Try it: Your answer should be an exact copy of every record.

Collection entries:

———

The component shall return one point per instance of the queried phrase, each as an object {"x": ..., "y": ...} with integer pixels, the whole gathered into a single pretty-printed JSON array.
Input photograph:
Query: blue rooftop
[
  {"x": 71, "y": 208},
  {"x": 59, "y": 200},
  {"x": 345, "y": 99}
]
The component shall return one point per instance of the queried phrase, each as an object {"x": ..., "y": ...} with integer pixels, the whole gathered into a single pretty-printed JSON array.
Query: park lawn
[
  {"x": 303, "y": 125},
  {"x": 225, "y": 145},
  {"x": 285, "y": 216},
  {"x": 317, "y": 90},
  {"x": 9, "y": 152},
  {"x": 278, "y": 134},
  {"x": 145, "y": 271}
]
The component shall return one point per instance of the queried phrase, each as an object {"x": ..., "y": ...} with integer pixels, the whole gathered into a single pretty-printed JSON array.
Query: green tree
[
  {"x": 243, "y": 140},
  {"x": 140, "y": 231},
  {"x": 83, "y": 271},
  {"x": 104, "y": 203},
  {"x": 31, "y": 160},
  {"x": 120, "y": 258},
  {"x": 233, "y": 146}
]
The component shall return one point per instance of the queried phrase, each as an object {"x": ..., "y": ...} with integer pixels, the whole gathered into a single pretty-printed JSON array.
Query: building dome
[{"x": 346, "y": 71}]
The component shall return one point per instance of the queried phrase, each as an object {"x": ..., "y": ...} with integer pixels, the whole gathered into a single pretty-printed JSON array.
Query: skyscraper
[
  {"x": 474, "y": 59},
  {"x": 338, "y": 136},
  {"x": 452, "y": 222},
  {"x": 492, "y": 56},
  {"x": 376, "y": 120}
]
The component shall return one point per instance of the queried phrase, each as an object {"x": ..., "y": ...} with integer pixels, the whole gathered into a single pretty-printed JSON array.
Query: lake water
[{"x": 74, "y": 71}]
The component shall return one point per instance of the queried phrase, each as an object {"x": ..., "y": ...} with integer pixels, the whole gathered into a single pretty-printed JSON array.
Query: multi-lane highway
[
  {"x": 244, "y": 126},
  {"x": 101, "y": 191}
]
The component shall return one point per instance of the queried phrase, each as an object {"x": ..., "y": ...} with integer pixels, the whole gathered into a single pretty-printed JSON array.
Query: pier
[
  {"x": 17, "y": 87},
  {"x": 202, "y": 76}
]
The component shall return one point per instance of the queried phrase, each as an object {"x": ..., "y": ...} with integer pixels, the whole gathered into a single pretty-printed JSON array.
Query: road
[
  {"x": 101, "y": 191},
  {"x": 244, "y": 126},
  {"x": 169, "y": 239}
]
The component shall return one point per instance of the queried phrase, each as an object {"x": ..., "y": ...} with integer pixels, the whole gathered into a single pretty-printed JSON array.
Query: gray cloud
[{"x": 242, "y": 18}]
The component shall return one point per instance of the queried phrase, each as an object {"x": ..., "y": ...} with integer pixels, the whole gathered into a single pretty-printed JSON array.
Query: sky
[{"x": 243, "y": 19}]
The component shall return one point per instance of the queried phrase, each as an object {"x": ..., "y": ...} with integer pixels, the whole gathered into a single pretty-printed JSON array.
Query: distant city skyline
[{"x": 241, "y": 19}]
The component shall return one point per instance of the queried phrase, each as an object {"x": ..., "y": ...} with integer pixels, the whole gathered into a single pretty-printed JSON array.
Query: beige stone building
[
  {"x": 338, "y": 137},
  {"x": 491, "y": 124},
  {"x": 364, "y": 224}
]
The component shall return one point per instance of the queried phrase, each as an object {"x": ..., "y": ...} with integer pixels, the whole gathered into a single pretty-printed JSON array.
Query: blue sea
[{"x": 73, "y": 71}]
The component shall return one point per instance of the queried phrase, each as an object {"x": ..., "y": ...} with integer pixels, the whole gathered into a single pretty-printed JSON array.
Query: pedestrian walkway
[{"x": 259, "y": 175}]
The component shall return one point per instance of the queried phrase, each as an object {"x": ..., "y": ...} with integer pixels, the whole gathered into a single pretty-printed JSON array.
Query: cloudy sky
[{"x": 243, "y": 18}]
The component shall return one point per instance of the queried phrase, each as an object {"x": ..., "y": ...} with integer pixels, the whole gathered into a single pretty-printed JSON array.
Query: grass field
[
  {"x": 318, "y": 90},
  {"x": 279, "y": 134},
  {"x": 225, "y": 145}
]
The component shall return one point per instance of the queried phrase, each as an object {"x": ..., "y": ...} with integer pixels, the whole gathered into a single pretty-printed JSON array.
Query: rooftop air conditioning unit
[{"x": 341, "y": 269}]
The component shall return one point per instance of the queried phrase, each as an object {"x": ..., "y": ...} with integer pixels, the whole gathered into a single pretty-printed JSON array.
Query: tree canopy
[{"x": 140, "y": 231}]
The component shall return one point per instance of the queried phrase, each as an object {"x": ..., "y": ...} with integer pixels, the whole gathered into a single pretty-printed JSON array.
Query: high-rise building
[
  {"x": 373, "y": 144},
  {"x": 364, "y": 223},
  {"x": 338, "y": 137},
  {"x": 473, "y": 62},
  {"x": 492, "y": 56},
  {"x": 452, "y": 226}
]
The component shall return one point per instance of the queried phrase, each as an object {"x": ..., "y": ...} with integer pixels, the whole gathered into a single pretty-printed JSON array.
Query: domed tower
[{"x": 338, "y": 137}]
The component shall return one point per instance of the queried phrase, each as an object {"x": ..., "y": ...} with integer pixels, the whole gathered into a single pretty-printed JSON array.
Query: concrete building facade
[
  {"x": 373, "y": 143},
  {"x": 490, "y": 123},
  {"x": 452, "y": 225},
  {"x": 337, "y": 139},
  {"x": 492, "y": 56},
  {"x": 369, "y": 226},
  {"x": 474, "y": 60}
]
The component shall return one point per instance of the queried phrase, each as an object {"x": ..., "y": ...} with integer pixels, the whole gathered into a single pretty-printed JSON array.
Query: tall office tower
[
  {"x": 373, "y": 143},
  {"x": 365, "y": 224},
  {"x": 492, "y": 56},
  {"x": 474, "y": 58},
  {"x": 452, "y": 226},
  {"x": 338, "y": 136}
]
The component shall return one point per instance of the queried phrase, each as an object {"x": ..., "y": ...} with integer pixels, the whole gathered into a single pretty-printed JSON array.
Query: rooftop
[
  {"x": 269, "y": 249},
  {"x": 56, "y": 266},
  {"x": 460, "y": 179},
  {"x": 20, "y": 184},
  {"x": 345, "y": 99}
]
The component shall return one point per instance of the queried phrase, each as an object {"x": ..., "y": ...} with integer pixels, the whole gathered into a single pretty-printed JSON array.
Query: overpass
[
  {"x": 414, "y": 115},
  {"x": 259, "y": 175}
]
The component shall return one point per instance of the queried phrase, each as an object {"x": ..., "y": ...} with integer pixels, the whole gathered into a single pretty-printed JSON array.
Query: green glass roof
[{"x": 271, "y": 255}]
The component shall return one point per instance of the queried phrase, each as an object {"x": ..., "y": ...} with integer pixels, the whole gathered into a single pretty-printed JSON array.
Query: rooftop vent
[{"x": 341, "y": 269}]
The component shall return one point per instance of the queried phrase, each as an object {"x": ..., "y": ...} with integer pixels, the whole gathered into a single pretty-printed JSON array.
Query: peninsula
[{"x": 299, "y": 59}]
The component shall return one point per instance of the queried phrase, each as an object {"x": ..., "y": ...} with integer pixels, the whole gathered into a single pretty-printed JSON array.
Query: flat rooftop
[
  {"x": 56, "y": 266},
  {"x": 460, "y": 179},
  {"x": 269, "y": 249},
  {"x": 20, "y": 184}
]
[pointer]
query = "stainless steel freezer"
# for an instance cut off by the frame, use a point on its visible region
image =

———

Your solution:
The component shall return one point per instance of the queried phrase, each as an object {"x": ..., "y": ...} with integer pixels, the whole gathered into a single pretty-printed JSON array.
Input photograph:
Query: blue rooftop
[
  {"x": 71, "y": 208},
  {"x": 59, "y": 200},
  {"x": 345, "y": 99}
]
The component shall return one point per instance of the queried phrase, each as an object {"x": ..., "y": ...} with integer pixels, the whole gathered into a single pretty-printed JSON array.
Query: park lawn
[
  {"x": 303, "y": 125},
  {"x": 225, "y": 145},
  {"x": 285, "y": 216},
  {"x": 317, "y": 90},
  {"x": 9, "y": 152},
  {"x": 278, "y": 134},
  {"x": 145, "y": 271}
]
The component shall return one point per instance of the queried phrase, each as an object {"x": ..., "y": ...} with integer pixels, the whole gathered into a single pretty-printed JSON array.
Query: green tree
[
  {"x": 243, "y": 140},
  {"x": 140, "y": 231},
  {"x": 83, "y": 271},
  {"x": 104, "y": 203},
  {"x": 31, "y": 160},
  {"x": 120, "y": 258},
  {"x": 233, "y": 146}
]
The component shall return one point per instance of the queried phrase, each as an object {"x": ..., "y": ...} with integer pixels, the whole gathered into a single pretty-printed JSON array.
Query: building dome
[{"x": 346, "y": 71}]
The component shall return one point per instance of the queried phrase, each as an object {"x": ..., "y": ...} with integer pixels, the whole gathered into a single pretty-printed JSON array.
Query: skyscraper
[
  {"x": 474, "y": 59},
  {"x": 338, "y": 136},
  {"x": 452, "y": 222},
  {"x": 492, "y": 56},
  {"x": 376, "y": 120}
]
The component shall return one point per instance of the queried phrase, each as an object {"x": ..., "y": ...} with integer pixels, the whole gathered into a single pretty-printed JSON array.
Query: lake water
[{"x": 74, "y": 71}]
The component shall return one point per instance of the queried phrase, each as an object {"x": ..., "y": ...} with integer pixels, the whole gathered into a single pretty-printed JSON array.
Query: multi-lane highway
[
  {"x": 244, "y": 126},
  {"x": 101, "y": 191}
]
The component shall return one point per instance of the queried phrase, each as an object {"x": ..., "y": ...} with integer pixels, the whole gathered into a single pretty-printed JSON array.
Query: pier
[
  {"x": 17, "y": 87},
  {"x": 202, "y": 76}
]
The component shall return one point per instance of the queried phrase, each as an object {"x": ..., "y": ...} with integer pixels, the whole gathered into a single pretty-printed JSON array.
Query: road
[
  {"x": 101, "y": 191},
  {"x": 244, "y": 126},
  {"x": 169, "y": 239}
]
The component shall return one point per instance of the queried phrase, each as an object {"x": ..., "y": ...} with integer pixels, the whole gathered into a single pretty-printed JSON array.
Query: gray cloud
[{"x": 242, "y": 18}]
The component shall return one point per instance of the queried phrase, each as an object {"x": ..., "y": ...} with integer pixels, the whole gathered into a single pretty-printed JSON array.
Query: sky
[{"x": 243, "y": 19}]
The component shall return one point per instance of the queried phrase, each as an object {"x": ..., "y": ...} with integer pixels, the whole gathered into a single pretty-printed JSON array.
Query: distant city skyline
[{"x": 241, "y": 19}]
The component shall return one point per instance of the queried phrase, each as an object {"x": ..., "y": ...} with integer pixels, the whole gathered into a single pretty-printed JSON array.
Query: beige stone building
[
  {"x": 338, "y": 137},
  {"x": 491, "y": 124},
  {"x": 364, "y": 224}
]
The component shall return one point per instance of the queried phrase, each as an object {"x": ..., "y": ...} with integer pixels, the whole gathered into a single pretty-printed JSON array.
Query: blue sea
[{"x": 73, "y": 71}]
The component shall return one point per instance of the queried phrase, each as an object {"x": ..., "y": ...} with integer pixels, the whole gathered into a single pretty-printed JSON array.
Query: pedestrian walkway
[{"x": 259, "y": 175}]
The component shall return one point per instance of the queried phrase, each as an object {"x": ..., "y": ...} with integer pixels, the whole gathered into a single pretty-printed JSON array.
Query: cloudy sky
[{"x": 243, "y": 18}]
The component shall return one point per instance of the queried phrase, each as an object {"x": ..., "y": ...} with integer pixels, the whole gathered into a single pretty-printed JSON array.
Query: grass field
[
  {"x": 318, "y": 90},
  {"x": 279, "y": 134},
  {"x": 225, "y": 145}
]
The component shall return one point per instance of the queried phrase, each as an object {"x": ..., "y": ...} with integer pixels, the whole gathered into a single pretty-printed JSON array.
Query: rooftop air conditioning unit
[{"x": 341, "y": 269}]
The component shall return one point per instance of the queried phrase, each as an object {"x": ..., "y": ...} with integer pixels, the whole gathered into a single pretty-printed JSON array.
Query: tree canopy
[{"x": 140, "y": 231}]
The component shall return one point per instance of the queried phrase, each as an object {"x": ..., "y": ...} with integer pixels, the whole gathered into a single pretty-printed JSON array.
Query: high-rise building
[
  {"x": 373, "y": 144},
  {"x": 364, "y": 223},
  {"x": 338, "y": 137},
  {"x": 473, "y": 62},
  {"x": 492, "y": 56},
  {"x": 452, "y": 226}
]
The component shall return one point per instance of the queried phrase, each as an object {"x": ..., "y": ...} with integer pixels, the whole gathered into a single pretty-printed JSON array.
Query: domed tower
[{"x": 338, "y": 137}]
The component shall return one point per instance of the queried phrase, each as an object {"x": ..., "y": ...} with integer pixels, the whole gathered into a single pretty-printed JSON array.
Query: concrete building facade
[
  {"x": 373, "y": 143},
  {"x": 490, "y": 123},
  {"x": 452, "y": 225},
  {"x": 337, "y": 139},
  {"x": 492, "y": 56},
  {"x": 369, "y": 226},
  {"x": 474, "y": 60}
]
The component shall return one point per instance of the queried phrase, each as an object {"x": ..., "y": ...} with integer pixels, the whole gathered into a single pretty-printed JSON array.
Query: tall office tower
[
  {"x": 373, "y": 143},
  {"x": 365, "y": 224},
  {"x": 492, "y": 56},
  {"x": 474, "y": 58},
  {"x": 452, "y": 226},
  {"x": 338, "y": 136}
]
The component shall return one point per instance of the queried phrase, each as an object {"x": ..., "y": ...} with integer pixels, the whole gathered into a single pretty-printed JSON array.
Query: rooftop
[
  {"x": 269, "y": 249},
  {"x": 56, "y": 266},
  {"x": 460, "y": 179},
  {"x": 20, "y": 184},
  {"x": 345, "y": 99}
]
The component shall return one point per instance of the queried phrase, each as an object {"x": ..., "y": ...} with integer pixels, the whole gathered into a single pretty-printed JSON array.
Query: overpass
[
  {"x": 414, "y": 115},
  {"x": 259, "y": 175}
]
The component shall return one point per instance of the queried phrase, each as an object {"x": ..., "y": ...} with integer pixels, the whole gathered into a single pretty-printed JSON array.
Query: green glass roof
[{"x": 271, "y": 255}]
The component shall return one point per instance of the queried phrase, each as an object {"x": ..., "y": ...} with integer pixels, the whole gathered into a single pretty-printed JSON array.
Query: rooftop vent
[{"x": 341, "y": 269}]
The component shall return one point per instance of the queried phrase, each as an object {"x": ..., "y": ...} with integer pixels, the whole gathered into a single pretty-printed JSON array.
Query: peninsula
[{"x": 299, "y": 59}]
The component shall return one point per instance of the queried phrase, each as an object {"x": ..., "y": ...} with integer pixels, the whole gathered into a single pretty-printed JSON array.
Query: flat rooftop
[
  {"x": 56, "y": 266},
  {"x": 460, "y": 179},
  {"x": 269, "y": 249},
  {"x": 20, "y": 184}
]
[pointer]
query = "stainless steel freezer"
# for an instance cut off by the frame, use a point on its visible region
image =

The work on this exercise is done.